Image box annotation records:
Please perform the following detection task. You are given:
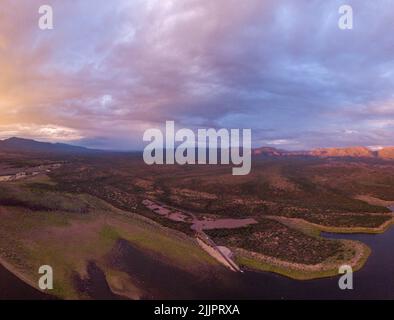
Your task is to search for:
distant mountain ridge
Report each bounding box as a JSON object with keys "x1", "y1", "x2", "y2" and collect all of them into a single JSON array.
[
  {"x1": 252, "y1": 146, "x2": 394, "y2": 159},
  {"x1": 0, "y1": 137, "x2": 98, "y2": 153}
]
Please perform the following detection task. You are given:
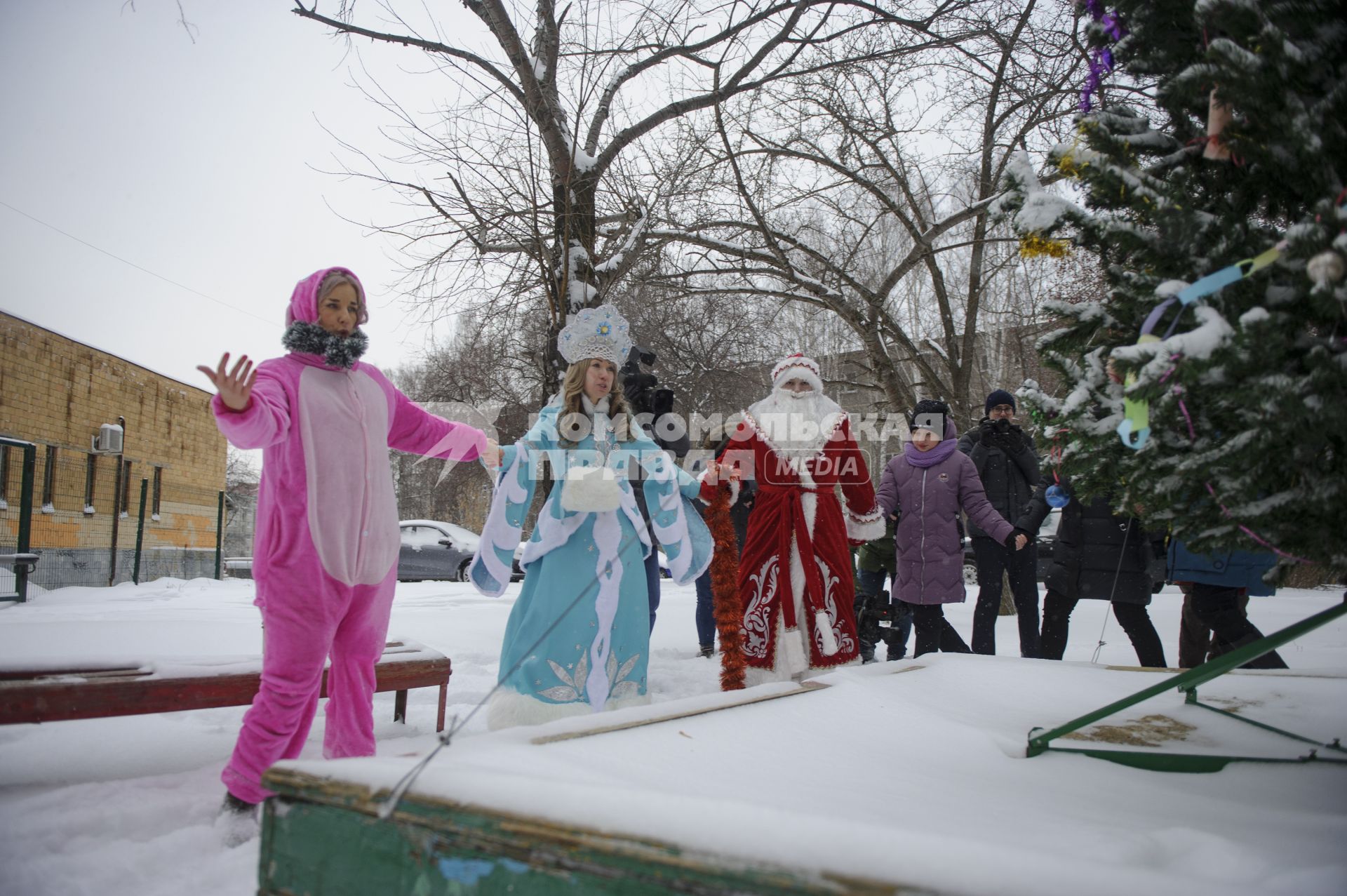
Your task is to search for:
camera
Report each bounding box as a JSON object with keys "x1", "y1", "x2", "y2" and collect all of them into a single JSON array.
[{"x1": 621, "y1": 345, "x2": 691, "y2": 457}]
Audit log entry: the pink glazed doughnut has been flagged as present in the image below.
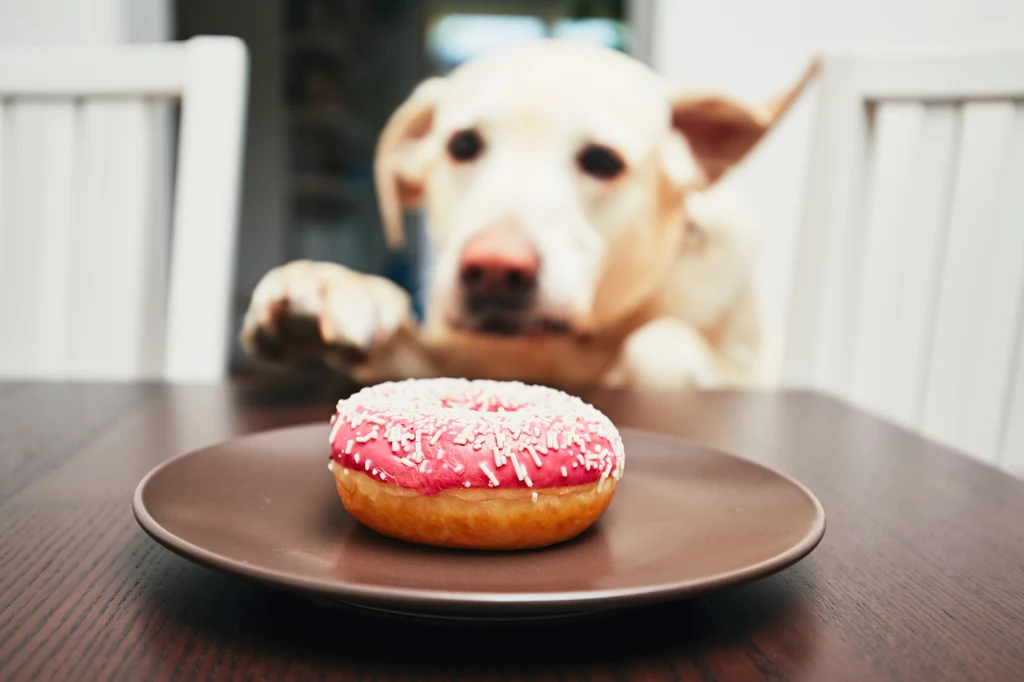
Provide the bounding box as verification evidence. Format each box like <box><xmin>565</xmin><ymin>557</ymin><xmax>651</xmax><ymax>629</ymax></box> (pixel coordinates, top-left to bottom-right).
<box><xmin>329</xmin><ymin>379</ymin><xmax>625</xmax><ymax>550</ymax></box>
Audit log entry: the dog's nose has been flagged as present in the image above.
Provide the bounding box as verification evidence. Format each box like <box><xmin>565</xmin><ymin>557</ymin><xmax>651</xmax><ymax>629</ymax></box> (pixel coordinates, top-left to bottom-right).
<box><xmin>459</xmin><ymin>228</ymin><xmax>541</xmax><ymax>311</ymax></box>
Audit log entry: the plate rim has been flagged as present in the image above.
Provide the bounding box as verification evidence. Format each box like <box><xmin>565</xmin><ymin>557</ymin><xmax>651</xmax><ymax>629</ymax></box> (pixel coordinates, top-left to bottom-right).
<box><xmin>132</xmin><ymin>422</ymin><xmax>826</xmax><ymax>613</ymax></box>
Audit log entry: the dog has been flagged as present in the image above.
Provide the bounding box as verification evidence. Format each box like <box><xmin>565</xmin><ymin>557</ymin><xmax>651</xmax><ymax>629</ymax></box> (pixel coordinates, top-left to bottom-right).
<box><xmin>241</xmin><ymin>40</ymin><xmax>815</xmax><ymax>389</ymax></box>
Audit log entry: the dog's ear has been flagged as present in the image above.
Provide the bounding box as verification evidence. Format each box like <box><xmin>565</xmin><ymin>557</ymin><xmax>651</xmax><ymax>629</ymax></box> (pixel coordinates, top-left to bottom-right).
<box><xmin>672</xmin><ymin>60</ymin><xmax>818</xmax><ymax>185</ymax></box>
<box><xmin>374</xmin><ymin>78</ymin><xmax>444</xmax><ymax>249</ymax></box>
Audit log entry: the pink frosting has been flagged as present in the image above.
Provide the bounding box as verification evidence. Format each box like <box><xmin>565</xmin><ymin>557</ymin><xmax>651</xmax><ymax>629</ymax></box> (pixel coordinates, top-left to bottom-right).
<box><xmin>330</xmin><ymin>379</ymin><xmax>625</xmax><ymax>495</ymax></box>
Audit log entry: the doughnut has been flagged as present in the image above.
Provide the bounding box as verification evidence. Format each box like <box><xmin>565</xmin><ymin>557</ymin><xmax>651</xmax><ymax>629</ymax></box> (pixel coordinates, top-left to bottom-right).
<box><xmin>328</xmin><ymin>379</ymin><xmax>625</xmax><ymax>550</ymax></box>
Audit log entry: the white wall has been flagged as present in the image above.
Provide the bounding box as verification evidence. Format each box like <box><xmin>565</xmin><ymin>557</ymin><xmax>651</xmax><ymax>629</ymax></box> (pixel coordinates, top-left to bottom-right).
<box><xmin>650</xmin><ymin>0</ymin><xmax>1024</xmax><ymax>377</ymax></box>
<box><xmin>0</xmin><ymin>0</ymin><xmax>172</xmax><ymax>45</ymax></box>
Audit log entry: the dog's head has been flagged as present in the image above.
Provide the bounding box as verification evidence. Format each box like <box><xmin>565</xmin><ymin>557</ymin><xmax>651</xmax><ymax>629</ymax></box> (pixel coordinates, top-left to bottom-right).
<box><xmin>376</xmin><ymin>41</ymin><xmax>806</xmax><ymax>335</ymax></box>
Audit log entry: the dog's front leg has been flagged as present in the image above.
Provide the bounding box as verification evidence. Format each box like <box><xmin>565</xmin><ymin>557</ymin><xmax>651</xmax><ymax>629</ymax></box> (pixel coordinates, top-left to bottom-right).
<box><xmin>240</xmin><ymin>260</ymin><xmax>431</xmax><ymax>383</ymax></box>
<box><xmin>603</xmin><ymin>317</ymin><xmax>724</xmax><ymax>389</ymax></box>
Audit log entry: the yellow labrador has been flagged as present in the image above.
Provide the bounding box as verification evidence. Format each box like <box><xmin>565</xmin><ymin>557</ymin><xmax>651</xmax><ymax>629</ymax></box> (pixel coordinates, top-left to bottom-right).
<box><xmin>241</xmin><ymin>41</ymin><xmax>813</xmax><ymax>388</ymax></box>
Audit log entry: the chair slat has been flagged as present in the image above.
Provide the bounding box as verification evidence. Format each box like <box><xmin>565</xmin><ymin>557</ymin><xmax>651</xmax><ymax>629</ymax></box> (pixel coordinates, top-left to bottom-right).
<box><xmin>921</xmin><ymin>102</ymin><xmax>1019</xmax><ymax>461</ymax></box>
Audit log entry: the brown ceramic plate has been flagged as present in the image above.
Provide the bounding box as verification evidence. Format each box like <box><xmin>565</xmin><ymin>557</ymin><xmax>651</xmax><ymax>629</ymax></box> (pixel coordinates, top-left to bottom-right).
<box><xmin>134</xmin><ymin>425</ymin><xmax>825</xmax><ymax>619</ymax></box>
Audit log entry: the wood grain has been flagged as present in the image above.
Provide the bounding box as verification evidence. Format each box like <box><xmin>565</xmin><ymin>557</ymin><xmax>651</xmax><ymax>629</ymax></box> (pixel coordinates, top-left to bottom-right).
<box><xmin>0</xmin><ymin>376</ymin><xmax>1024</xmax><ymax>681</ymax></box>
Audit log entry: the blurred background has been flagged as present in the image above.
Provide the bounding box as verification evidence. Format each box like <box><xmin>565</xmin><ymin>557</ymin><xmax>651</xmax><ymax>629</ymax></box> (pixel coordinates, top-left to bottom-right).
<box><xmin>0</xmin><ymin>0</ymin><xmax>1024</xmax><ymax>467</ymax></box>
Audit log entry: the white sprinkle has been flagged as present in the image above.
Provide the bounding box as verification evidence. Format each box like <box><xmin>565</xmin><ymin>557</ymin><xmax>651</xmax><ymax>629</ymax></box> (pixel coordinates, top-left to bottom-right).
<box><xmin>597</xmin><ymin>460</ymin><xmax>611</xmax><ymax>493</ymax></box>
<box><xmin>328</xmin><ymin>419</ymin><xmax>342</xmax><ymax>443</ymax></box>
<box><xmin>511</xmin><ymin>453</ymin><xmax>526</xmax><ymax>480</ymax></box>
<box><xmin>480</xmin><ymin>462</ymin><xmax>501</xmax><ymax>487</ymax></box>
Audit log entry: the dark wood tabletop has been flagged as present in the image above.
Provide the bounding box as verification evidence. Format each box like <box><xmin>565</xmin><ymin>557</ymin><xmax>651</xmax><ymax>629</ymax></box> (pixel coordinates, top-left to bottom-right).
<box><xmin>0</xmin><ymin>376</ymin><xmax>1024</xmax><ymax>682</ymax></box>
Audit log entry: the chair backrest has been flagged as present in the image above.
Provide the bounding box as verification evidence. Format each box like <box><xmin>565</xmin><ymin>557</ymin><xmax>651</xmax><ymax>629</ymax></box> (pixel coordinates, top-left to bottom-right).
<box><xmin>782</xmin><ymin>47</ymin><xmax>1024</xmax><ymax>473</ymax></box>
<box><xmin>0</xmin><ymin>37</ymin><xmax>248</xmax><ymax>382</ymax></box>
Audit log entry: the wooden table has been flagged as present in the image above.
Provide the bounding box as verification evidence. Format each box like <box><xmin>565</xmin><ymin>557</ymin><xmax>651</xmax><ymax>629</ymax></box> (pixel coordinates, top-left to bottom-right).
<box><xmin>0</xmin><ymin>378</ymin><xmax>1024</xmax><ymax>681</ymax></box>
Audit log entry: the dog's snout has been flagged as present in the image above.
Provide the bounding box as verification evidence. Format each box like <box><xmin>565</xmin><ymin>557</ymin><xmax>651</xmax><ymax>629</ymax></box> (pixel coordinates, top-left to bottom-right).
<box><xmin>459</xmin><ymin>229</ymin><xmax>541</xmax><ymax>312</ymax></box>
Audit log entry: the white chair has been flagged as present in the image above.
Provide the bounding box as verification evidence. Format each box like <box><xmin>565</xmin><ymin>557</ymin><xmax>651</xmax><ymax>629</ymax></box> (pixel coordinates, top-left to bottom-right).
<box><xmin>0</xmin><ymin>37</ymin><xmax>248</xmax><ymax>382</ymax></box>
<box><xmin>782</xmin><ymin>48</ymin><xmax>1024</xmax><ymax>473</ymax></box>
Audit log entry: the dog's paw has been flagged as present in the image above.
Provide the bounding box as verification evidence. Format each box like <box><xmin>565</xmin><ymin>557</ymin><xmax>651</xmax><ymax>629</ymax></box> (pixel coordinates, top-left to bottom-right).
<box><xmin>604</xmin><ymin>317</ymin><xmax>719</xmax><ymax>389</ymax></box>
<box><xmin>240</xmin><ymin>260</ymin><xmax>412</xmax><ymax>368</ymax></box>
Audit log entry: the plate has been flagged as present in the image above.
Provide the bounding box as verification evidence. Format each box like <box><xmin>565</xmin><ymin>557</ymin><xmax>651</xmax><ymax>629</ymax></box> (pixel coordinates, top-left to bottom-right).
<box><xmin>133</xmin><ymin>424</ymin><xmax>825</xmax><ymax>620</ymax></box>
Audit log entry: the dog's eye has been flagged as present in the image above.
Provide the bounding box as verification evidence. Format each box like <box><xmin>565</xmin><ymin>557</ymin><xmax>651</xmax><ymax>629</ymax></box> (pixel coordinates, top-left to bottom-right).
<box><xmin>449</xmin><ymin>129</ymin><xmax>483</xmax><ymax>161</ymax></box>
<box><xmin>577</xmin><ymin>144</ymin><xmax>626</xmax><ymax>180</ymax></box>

§ WHAT IS BEING ASKED: Return each line of the records above that contains the word "white", one line per row.

§ FINAL RESULT:
Audit log entry: the white wall has been flagged as present in the image above.
Audit log entry: the white sprinkle has been flagged as present in the image above.
Audit log entry: the white chair has been flagged as present in the image above.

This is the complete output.